SUPPLIED PASSAGE |
-- Opening Marker --
Author Archives: Macias

Folk Medicine

Your grandmother used to make your uncle and I do this any time we got a splinter or any time one of us had a cut anywhere that got infected. What you do is you take adhesive tape and put it on the infected area. Your grandma swears by it, she thought that if you did this, the sticky part would ‘suck’ out the splinter or puss and heal whatever was hurting.

This method was taught to me when I was little, and I also swear by it. Since my mother taught it to me I tell my friends to do this when they get infections and things like this.

Folk Medicine

How to get rid of warts

My grandmother  from Kentucky told everyone she met this. She believed that if you had warts, if you peed on a dishrag and buried out in the street, soon the warts would disappear. She made everyone in the family do it whenever they found a wart and swore by it working.

This being my great great grandmother, passed this superstition belief down for many years so maybe there was some truth to it when she did it. It was probably coincidence that she somehow thought to pee on a dishrag and bury it in the street when her warts went away.

Folk Medicine

How to get rid of a cold

My ex-husbands mother from Oklahoma in the ’40’s used to give this to the kids when they got a cough or a cold. But the kids didn’t dare to get sick around her for fear of actually having to take this medicine. What you do is you take turpentine, honey, and the white off of chicken poop and mix it together. You give it to the sick person and they should be better in no time.

I do not actually know if this works because my grandmother didn’t know for sure, but it sounds like poison and I think the children were scared out of getting sick when they knew this is what they had to eat/drink to cure themselves

Folk Cooking

How you are supposed to cook a ham.

When a customer was coming over, Cindy bought a ham, cut it in half then put it in the oven. She likes to cook for a hobby so I’m sure she believes this gives it a better flavor or something. One day I asked her why she did that before she cooked it and she said “well, you do, why do you do it?” I told her it was how my mom did it, and even my grandmother. After I had asked her I remembered that I had asked my mother the same thing, she told me it was because when she was little, her mother had to cut the ham in half to cook it because it wouldn’t fit in the small oven any other way.
-- Closing Marker --
QUESTIONS |
1. Answer these questions using the folklore text:
(a) What is placed on an infected area to draw out a splinter or pus?
(b) Which state was the grandmother who told everyone the wart remedy from?
(c) According to the mother's explanation, why did her own mother cut the ham in half before cooking it?
2. Quote the folklore text from "How to get rid of warts" to "warts went away.", including both.
The data has no role in any of this work.

Dataset entries |
-- Opening Marker --
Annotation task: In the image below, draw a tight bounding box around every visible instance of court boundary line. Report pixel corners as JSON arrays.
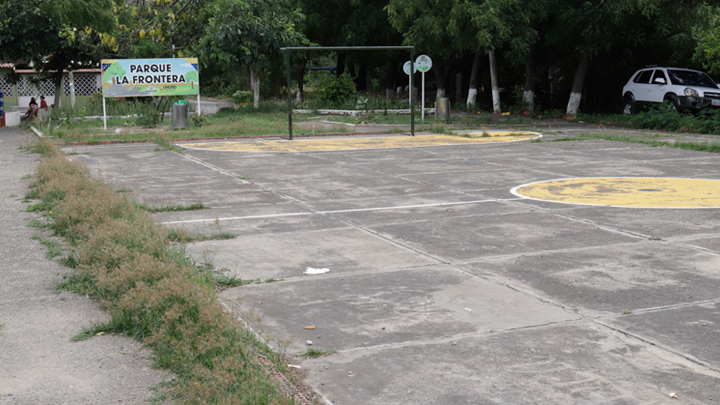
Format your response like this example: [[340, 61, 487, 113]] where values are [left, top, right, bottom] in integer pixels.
[[510, 176, 720, 210], [175, 131, 543, 153], [160, 197, 527, 225]]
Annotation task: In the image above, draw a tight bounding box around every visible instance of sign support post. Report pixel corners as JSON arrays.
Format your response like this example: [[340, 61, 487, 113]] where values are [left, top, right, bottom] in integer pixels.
[[415, 55, 432, 123], [103, 95, 107, 129], [403, 55, 417, 136]]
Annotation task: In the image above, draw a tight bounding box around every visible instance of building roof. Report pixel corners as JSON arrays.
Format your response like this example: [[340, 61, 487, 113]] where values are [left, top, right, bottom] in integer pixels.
[[15, 68, 102, 74], [0, 62, 102, 74]]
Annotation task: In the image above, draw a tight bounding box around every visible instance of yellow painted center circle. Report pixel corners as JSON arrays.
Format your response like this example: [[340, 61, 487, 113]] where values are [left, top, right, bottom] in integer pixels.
[[180, 131, 540, 152], [512, 177, 720, 208]]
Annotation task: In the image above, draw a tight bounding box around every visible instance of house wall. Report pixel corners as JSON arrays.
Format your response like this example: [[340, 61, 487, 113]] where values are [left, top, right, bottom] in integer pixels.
[[0, 69, 18, 107], [0, 73, 102, 110]]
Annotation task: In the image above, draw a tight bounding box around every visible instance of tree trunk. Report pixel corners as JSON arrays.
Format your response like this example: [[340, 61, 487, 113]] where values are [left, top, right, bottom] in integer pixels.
[[68, 70, 75, 108], [565, 54, 590, 117], [385, 62, 396, 101], [295, 58, 307, 103], [54, 69, 63, 110], [355, 59, 367, 93], [250, 68, 262, 109], [433, 66, 447, 98], [523, 51, 535, 114], [466, 52, 480, 107], [488, 48, 502, 114], [335, 52, 346, 77], [158, 96, 170, 123], [455, 72, 462, 103]]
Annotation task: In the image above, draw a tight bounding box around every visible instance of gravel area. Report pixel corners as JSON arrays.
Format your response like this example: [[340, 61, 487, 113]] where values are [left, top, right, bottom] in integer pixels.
[[0, 128, 172, 404]]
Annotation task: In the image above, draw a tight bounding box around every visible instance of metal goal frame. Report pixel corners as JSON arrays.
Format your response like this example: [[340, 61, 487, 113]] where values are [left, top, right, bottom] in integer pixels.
[[280, 46, 415, 141]]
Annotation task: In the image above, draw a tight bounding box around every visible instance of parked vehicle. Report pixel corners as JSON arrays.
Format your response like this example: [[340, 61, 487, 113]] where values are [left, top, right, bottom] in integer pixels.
[[622, 66, 720, 114]]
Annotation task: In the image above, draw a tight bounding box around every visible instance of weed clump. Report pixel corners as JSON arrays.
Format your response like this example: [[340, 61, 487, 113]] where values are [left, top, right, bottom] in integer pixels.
[[28, 140, 293, 404]]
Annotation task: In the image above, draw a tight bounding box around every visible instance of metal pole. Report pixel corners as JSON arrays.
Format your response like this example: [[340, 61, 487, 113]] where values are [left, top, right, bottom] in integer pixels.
[[410, 47, 415, 136], [420, 72, 425, 124], [285, 49, 292, 141]]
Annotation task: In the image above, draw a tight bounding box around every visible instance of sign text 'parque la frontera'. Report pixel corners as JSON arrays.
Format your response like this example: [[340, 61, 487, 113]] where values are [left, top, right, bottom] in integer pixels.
[[102, 58, 200, 97]]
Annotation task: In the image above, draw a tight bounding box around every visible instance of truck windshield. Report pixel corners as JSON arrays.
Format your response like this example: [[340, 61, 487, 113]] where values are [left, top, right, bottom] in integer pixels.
[[668, 69, 717, 89]]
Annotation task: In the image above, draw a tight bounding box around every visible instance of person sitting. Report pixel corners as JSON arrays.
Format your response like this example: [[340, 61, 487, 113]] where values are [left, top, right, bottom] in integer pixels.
[[27, 97, 38, 121]]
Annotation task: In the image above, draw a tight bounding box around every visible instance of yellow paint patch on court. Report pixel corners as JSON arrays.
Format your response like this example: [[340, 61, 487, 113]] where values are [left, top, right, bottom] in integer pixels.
[[179, 132, 540, 152], [512, 177, 720, 208]]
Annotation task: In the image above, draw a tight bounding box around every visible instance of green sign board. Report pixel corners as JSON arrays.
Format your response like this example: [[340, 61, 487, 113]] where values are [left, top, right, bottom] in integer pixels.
[[102, 58, 200, 97]]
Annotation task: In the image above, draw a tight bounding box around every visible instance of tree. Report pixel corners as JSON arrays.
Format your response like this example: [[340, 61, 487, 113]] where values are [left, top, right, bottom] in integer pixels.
[[692, 7, 720, 74], [199, 0, 304, 108], [185, 70, 200, 89], [0, 0, 114, 107], [385, 0, 467, 98]]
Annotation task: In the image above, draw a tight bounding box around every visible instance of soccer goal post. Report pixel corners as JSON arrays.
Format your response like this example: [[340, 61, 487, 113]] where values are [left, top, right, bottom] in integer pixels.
[[280, 46, 415, 141]]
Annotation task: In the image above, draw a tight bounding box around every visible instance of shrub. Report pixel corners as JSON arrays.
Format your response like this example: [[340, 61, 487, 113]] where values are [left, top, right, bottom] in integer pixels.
[[28, 140, 293, 404], [320, 73, 355, 103]]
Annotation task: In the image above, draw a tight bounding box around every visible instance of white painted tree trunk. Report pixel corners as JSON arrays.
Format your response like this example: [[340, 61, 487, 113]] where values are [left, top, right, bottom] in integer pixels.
[[54, 73, 62, 110], [250, 68, 260, 109], [523, 90, 535, 113], [488, 48, 502, 114], [68, 70, 75, 108], [467, 88, 477, 107], [466, 52, 482, 107], [565, 92, 582, 117], [565, 54, 590, 117]]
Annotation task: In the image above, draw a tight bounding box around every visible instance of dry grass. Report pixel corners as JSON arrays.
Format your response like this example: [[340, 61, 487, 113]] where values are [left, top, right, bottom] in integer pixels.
[[28, 139, 293, 404]]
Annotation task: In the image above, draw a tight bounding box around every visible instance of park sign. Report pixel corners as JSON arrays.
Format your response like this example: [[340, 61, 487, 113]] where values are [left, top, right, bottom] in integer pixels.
[[102, 58, 200, 97]]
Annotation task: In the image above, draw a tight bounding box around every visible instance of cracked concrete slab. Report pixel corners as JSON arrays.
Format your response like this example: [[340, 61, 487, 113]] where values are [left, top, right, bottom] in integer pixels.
[[57, 128, 720, 404], [303, 322, 720, 405], [221, 265, 580, 353]]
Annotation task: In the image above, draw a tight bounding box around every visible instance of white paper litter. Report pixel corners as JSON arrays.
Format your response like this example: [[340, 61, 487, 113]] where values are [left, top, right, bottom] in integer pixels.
[[303, 267, 330, 275]]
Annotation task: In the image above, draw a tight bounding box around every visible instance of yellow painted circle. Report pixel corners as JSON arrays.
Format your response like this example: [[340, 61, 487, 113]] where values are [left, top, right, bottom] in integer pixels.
[[180, 132, 540, 152], [512, 177, 720, 208]]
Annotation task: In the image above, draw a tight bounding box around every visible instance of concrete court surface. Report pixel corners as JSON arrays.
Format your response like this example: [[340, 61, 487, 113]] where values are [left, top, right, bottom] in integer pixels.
[[63, 127, 720, 404]]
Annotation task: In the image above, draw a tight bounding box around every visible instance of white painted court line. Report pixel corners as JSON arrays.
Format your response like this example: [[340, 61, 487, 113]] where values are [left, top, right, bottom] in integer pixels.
[[161, 197, 528, 225]]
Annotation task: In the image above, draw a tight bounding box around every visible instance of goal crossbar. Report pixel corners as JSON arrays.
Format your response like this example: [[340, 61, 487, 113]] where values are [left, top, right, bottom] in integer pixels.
[[280, 46, 415, 141]]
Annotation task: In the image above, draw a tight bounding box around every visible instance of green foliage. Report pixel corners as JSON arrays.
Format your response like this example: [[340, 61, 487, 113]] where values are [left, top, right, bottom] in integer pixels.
[[320, 73, 355, 103], [692, 8, 720, 74], [190, 114, 210, 128], [233, 90, 252, 104]]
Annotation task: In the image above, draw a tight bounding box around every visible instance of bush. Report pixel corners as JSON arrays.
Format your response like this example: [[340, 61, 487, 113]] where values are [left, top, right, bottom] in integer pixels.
[[320, 73, 355, 103], [28, 138, 295, 405]]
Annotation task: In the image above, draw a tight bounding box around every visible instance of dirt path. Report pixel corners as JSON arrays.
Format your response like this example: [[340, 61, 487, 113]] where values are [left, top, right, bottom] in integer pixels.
[[0, 128, 171, 404]]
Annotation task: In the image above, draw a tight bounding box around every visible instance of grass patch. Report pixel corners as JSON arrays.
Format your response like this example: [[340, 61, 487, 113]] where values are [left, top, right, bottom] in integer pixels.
[[42, 109, 348, 143], [28, 139, 300, 404], [139, 202, 212, 213], [300, 346, 337, 359], [168, 229, 237, 243], [40, 239, 64, 259]]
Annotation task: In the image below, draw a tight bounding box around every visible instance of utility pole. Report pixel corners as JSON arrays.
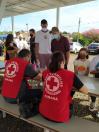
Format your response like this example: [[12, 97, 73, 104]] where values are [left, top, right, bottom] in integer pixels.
[[77, 18, 81, 42], [26, 23, 28, 33]]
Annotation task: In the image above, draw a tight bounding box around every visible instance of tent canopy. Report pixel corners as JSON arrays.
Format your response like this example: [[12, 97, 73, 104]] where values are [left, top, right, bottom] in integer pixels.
[[0, 0, 92, 18]]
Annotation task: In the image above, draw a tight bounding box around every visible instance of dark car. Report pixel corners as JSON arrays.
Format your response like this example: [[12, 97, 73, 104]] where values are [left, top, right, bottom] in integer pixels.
[[88, 43, 99, 53]]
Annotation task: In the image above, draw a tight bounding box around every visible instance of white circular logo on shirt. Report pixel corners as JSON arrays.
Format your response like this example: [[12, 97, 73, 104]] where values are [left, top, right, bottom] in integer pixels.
[[45, 75, 62, 95], [6, 61, 19, 78]]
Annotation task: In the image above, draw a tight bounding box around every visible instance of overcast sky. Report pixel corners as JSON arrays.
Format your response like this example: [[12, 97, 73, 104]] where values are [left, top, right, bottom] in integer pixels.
[[0, 0, 99, 33]]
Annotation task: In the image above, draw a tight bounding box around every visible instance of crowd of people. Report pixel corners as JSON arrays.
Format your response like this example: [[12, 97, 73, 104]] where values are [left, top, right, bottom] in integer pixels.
[[2, 19, 99, 122]]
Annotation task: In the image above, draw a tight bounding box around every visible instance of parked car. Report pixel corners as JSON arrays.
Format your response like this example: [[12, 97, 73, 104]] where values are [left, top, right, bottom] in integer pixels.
[[70, 42, 83, 53], [87, 42, 99, 53]]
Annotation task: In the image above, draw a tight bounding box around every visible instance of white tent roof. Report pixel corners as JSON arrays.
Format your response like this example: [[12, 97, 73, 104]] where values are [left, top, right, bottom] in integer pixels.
[[1, 0, 92, 17]]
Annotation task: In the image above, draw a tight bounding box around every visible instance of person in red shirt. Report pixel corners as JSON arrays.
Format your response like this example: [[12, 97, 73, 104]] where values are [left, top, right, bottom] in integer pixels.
[[2, 49, 42, 104], [51, 27, 70, 69], [39, 51, 88, 122]]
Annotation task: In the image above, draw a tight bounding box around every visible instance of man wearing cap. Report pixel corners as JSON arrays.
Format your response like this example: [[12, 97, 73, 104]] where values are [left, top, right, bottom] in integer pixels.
[[51, 27, 70, 69]]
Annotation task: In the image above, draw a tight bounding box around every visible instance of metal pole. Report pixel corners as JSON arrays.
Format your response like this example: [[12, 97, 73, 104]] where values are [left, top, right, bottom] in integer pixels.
[[26, 24, 28, 33], [77, 18, 81, 42], [11, 16, 15, 35], [0, 0, 7, 24], [56, 7, 60, 27]]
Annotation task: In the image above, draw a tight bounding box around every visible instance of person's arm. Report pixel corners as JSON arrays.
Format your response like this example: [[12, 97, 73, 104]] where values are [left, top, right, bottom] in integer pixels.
[[73, 75, 88, 94], [66, 51, 70, 64]]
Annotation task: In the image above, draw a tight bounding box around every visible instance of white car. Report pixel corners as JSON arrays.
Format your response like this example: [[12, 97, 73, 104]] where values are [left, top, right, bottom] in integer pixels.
[[70, 42, 83, 53]]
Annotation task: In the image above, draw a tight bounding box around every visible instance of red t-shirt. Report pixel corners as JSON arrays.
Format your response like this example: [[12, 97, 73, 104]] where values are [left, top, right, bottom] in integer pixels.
[[39, 69, 74, 122]]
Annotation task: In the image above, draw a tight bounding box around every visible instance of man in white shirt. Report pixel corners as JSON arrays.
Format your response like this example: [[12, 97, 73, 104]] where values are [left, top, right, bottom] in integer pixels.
[[89, 51, 99, 78], [35, 19, 51, 68]]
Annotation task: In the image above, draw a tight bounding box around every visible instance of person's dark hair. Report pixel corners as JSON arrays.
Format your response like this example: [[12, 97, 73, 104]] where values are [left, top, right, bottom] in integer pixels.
[[41, 19, 47, 24], [49, 51, 65, 73], [29, 28, 35, 33], [76, 48, 89, 60], [5, 34, 13, 47], [18, 49, 31, 58]]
-- Closing Marker --
ANSWERS PER TASK |
1.
(a) Adhesive tape.
(b) Kentucky.
(c) The ham wouldn't fit in the small oven any other way.

2.
How to get rid of warts

My grandmother  from Kentucky told everyone she met this. She believed that if you had warts, if you peed on a dishrag and buried out in the street, soon the warts would disappear. She made everyone in the family do it whenever they found a wart and swore by it working.

This being my great great grandmother, passed this superstition belief down for many years so maybe there was some truth to it when she did it. It was probably coincidence that she somehow thought to pee on a dishrag and bury it in the street when her warts went away.